Please reproduce each of the following entries exactly.

[[ Task input, beginning ]]

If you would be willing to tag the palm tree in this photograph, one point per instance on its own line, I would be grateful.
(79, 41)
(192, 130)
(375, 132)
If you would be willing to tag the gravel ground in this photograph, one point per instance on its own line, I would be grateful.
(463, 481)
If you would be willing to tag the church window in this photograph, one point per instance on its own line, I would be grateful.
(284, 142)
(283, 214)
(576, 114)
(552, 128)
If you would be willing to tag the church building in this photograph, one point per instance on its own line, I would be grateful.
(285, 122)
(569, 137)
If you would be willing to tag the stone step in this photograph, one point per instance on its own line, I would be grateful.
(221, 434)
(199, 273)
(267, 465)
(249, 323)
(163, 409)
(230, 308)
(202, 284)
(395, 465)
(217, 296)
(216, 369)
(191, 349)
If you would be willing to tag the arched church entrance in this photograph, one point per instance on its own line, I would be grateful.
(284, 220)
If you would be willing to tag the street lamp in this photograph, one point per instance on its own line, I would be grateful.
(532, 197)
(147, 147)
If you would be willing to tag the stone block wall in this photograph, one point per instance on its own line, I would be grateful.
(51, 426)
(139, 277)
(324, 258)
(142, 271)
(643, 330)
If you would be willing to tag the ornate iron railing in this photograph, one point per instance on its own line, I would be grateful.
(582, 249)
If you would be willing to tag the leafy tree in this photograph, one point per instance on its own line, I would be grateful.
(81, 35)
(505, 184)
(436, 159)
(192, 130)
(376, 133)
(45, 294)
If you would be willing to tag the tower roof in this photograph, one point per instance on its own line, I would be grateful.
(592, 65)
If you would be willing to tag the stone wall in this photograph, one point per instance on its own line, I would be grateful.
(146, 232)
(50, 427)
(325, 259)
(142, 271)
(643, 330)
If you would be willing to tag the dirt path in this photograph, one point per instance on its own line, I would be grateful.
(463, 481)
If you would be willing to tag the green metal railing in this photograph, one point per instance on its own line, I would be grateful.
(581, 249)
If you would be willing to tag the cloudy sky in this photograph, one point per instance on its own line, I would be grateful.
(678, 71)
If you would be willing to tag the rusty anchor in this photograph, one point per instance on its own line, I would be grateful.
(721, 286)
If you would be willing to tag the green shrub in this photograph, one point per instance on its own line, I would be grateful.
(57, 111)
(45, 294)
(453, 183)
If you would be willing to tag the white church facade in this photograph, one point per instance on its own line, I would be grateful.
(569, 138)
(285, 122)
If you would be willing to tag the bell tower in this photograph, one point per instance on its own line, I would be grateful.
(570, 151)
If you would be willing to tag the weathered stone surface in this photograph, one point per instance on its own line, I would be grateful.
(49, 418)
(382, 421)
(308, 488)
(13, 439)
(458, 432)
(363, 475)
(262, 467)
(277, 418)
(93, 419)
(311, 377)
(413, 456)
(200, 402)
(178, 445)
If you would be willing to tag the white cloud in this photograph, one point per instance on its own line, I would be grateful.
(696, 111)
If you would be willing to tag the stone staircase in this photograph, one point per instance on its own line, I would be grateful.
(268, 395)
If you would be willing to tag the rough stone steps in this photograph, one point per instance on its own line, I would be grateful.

[[ Task input, end ]]

- **Completed exercise**
If you would be willing to tag the palm tree in this photograph, one point per instance on its own line, I would be grateful.
(79, 41)
(192, 130)
(375, 132)
If you would be willing to tag the gravel ground in this photograph, one point per instance on its own line, I would be grateful.
(463, 481)
If you would be willing to tag the church window in this photograph, one point per instance on its own line, I would be grateful.
(284, 142)
(283, 214)
(576, 114)
(552, 128)
If you would be willing to tag the church building in this photograph, one point per instance on its own line, I would be grateful.
(285, 122)
(569, 137)
If you would be willing to tag the stone step in this photograph, one point per instance on its own line, I would be grateful.
(221, 434)
(199, 273)
(267, 465)
(249, 323)
(163, 409)
(230, 308)
(202, 284)
(395, 465)
(217, 296)
(216, 369)
(191, 349)
If you would be willing to tag the arched church entrance in this photograph, one point per instance on its own line, I would be grateful.
(284, 220)
If you would be willing to tag the street lamp in this photograph, one point per instance on its own line, I would be grateful.
(532, 197)
(147, 147)
If you would be willing to tag the stone block wall in this photograph, one point per instance on its own line, I would be grateful.
(51, 426)
(139, 277)
(324, 258)
(142, 271)
(643, 330)
If you would be willing to tag the ornate iron railing in this photograph, one point per instance on its own line, I would be grateful.
(582, 249)
If you would be willing to tag the leafy tree in this photograph, one point per instance on its own line, I would be grateful.
(81, 35)
(505, 184)
(436, 159)
(192, 130)
(376, 133)
(45, 294)
If you would be willing to tag the tower roof in this photograph, one point per instance on its own line, I would be grateful.
(592, 65)
If you would be willing to tag the stone wall in this photograph, one point per instance on its own line, I would be grateful.
(146, 232)
(50, 427)
(325, 259)
(142, 271)
(643, 330)
If you would be willing to tag the dirt path in this photograph, one point per instance on its own line, I would be grateful.
(463, 481)
If you would be willing to tag the green metal railing in this photograph, one point per instance on its own line, I would be grateful.
(581, 249)
If you would be willing to tag the cloudy sky in this photograph, one point per instance on its own line, I would be grateful.
(678, 71)
If you would be willing to tag the rusty anchor in this photograph, one point per instance on its own line, I would be grateful.
(721, 286)
If you would be willing to tag the green shrub in this photograph, one point per instance on its own line, I would be grateful.
(57, 111)
(45, 294)
(453, 183)
If you would be willing to tag the white church facade in this photograph, one point per instance on its own line, I would be grateful.
(569, 138)
(285, 122)
If you would be willing to tag the bell tower in this photograph, one point per instance on its own line, I would be grateful.
(570, 151)
If you would be willing to tag the weathered stone surface in this photograph, one point per instance on its own line, I would be grateful.
(49, 418)
(382, 421)
(308, 488)
(13, 439)
(458, 432)
(363, 475)
(262, 467)
(277, 418)
(93, 419)
(311, 377)
(413, 456)
(200, 402)
(178, 445)
If you would be willing to tag the white cloud in this photograph, one point per instance on its own line, I would be grateful.
(696, 111)
If you would be willing to tag the stone staircase in this photograph, one point per instance on its own line, I would be grateful.
(268, 395)
If you would be willing to tag the rough stone steps in this photograph, one point per instance on its own line, I would be grateful.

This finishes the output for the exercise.